[start Selected extract]

Welcome, wayfarer, to the Feengrenze — a world precariously balanced on the knife-edge between the realm of men and the dominion of the fey.
Here, every legend you’ve ever known is told again and again, trapped in a loop with hardly a happy ending in sight.

The lost cities of myth — Atlantis, Ker Ys, El Dorado, and a dozen others — still linger here, or rather, what’s left of them. Ragged, threadbare kingdoms ruled by exhausted dynasties, forever trying (and failing) to recapture their golden age. They never succeed. They never learn. Their rise and fall are so predictable, they may as well be printed on the calendar.

And yet their audience can’t look away.

Beyond the shrinking borders of mortal lands, in secret groves and not-so-secret courts, the fey peer out at mankind and giggle. They watch the kingdoms of men go ‘round the apocalyptic merry-go-round they’ve built for themselves — and laugh. But the Feengrenze is an equal-opportunity farce. The fey are no better off. They’re trapped in their own stories of unbreakable oaths, impossible quests, and the cruel, nonsensical laws of narrative convention — doomed to repeat their mistakes until the sun forgets how to rise.

Venture further still, and the world stops pretending it makes sense.
In the Wyrdlands, reality oozes like week-old soup, time loops in Gordian knots, and causality quit decades ago out of sheer exasperation. Something ancient (and frankly a little dramatic) might be watching from the margins — if it’s not too busy composing brain-melting poetry in seven dimensions. It waits for its moment, the one when it can turn the multiverse into its canvas — whether the multiverse agrees or not.

And yet…
In this world where reality leaks through your shoes, time doubles back for a second opinion, and the fate of nations might be decided by a croquet match — something is changing.
In a broad mountain valley so picturesque it must have been painted by a sentimental god, there lies a city — and a kingdom — where new stories are being written.

The city is called Sliberberg. The kingdom: New Mountainheart.

[end Selected extract]
[start Excerpted data]

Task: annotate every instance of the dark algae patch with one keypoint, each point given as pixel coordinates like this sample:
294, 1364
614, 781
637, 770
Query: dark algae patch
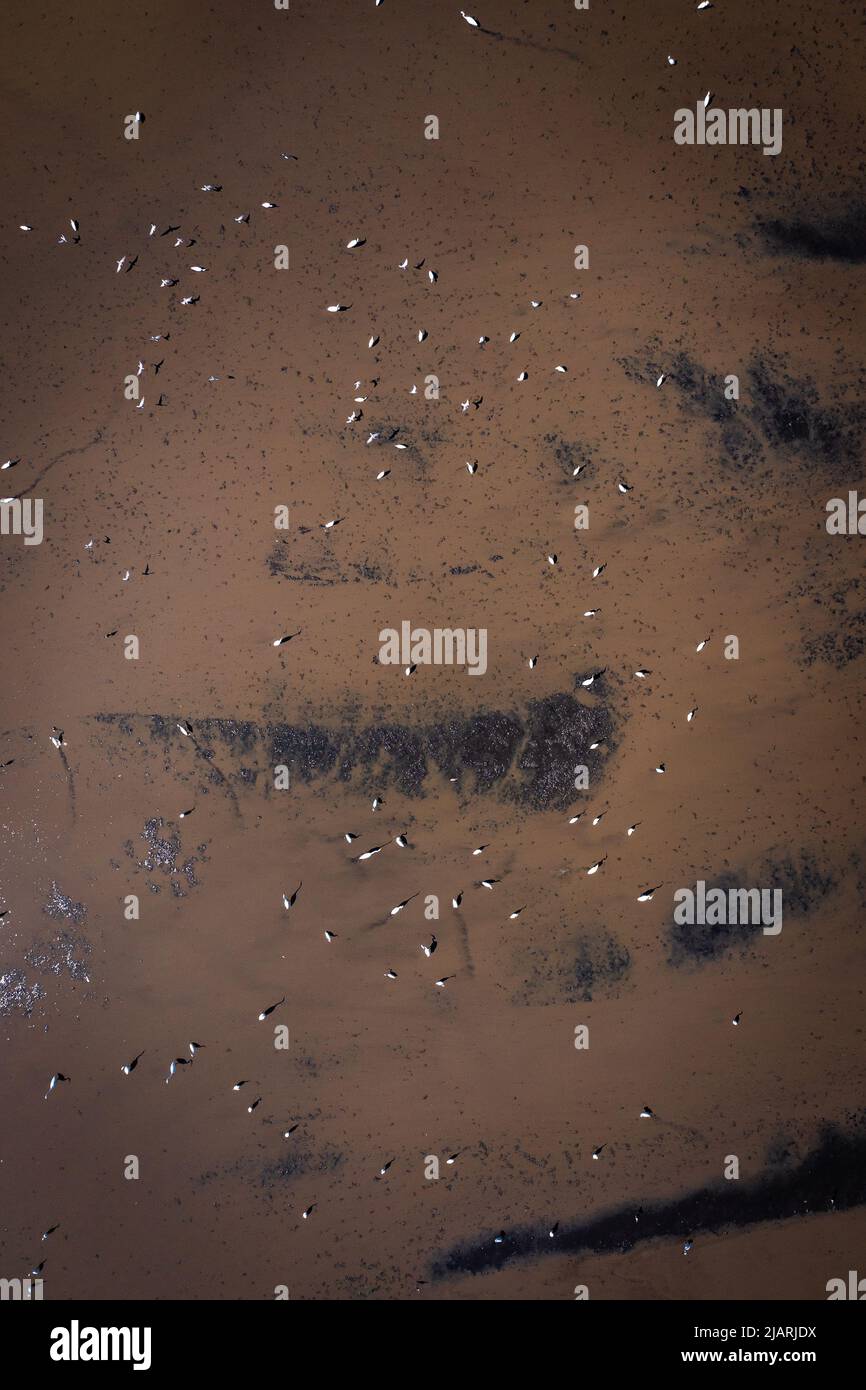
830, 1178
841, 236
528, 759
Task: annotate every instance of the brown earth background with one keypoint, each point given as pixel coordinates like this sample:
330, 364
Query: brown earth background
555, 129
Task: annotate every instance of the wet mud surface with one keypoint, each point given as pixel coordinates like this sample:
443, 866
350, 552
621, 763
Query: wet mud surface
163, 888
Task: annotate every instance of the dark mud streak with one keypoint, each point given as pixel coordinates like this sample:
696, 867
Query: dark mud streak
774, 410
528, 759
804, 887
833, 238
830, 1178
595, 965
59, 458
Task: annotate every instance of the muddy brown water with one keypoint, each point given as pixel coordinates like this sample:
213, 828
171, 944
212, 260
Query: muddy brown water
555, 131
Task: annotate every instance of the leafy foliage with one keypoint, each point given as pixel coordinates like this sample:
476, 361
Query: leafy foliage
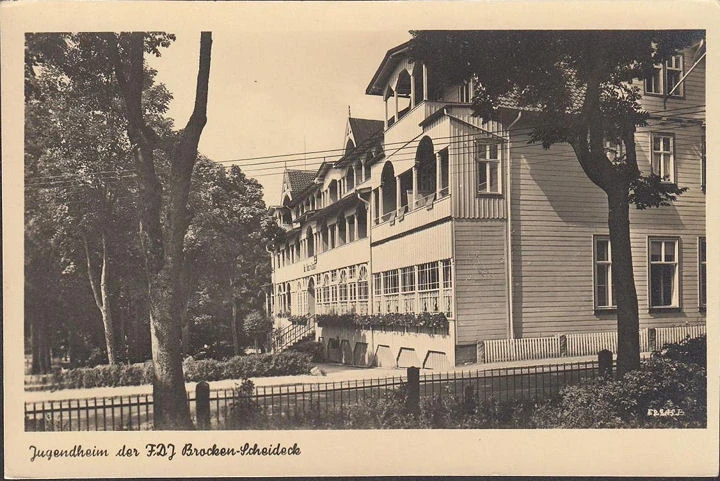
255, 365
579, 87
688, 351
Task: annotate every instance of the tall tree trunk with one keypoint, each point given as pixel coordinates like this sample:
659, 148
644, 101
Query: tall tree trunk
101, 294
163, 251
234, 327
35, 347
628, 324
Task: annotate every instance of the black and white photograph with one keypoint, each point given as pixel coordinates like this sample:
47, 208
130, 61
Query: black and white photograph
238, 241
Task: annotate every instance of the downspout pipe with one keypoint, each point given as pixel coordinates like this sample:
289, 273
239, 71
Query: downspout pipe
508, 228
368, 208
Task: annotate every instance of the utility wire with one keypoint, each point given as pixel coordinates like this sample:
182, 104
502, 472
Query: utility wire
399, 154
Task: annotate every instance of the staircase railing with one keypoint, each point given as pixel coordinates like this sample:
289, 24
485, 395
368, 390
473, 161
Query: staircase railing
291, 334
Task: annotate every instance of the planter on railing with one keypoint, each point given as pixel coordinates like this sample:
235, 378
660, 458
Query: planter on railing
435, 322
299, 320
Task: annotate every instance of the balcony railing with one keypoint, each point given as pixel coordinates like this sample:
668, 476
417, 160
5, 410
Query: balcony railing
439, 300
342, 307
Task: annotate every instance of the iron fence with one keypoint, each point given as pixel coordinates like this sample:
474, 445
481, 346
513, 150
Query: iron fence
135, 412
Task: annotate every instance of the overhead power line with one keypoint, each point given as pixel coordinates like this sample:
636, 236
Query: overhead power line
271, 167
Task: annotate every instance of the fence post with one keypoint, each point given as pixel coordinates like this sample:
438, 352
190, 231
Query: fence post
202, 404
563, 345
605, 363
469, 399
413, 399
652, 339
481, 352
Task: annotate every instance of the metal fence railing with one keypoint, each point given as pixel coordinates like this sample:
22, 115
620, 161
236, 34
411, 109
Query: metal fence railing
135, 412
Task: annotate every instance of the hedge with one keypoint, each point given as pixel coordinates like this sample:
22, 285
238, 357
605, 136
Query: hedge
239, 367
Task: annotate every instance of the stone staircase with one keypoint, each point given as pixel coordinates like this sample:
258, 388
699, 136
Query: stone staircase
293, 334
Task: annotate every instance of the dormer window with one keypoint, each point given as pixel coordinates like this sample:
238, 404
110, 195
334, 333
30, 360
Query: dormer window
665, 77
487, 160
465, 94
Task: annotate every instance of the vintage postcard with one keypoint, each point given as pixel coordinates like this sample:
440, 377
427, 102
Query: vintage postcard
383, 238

[end Excerpted data]

Parts of the exercise:
[1] In the Feengrenze introduction, what is the name of the kingdom where new stories are being written?
[2] Extend the Feengrenze introduction past its final sentence.

Results for the exercise:
[1] New Mountainheart.

[2]
And for the first time in a very long while, the story isn’t going according to plan.

If you’re looking for happily ever afters, you’ve come to the wrong place.
But if you want to see what happens when the players stop playing their parts in the farce?
Then step carefully — and mind the reality puddles.

What is the Feengrenze

Poetic language aside, the Feengrenze is a surreal fairytale fantasy setting for Dungeons & Dragons and other roleplaying games. It blends fey whimsy, past-their-prime empires, circuitous political intrigue, and metaphysical weirdness into a single sandbox.

It is a small world in a forgotten corner of the multiverse, stuck in a holding pattern between stagnation and capricious, unguided change.

In the Stablelands, everything and everyone is cursed to repeat the same tired patterns until the end of all things. The successor states, the tattered remnants of places like Atlantis, Lyonesse, and Vineta, relive their downfalls with only slight variations in the script. The enclaves that dot the wilderness are filled with small-minded peasants living the same lives their ancestors did, telling the same stories, and expecting different endings.

In the Wyrdlands, reality refuses to stand still. It has been run so thin that it squelches underfoot and runs through your fingers. The mountains drift on the current, and the trees chase after them. The land is charged with raw Wyrd magic — and when the pressure builds, something always gives. Everything changes, whether it wants to or not.

In the Feengrenze, almost nobody can change the story; the few who can are desperate and one who dreams of writing a new story for everybody, whether they agree with their new parts or not.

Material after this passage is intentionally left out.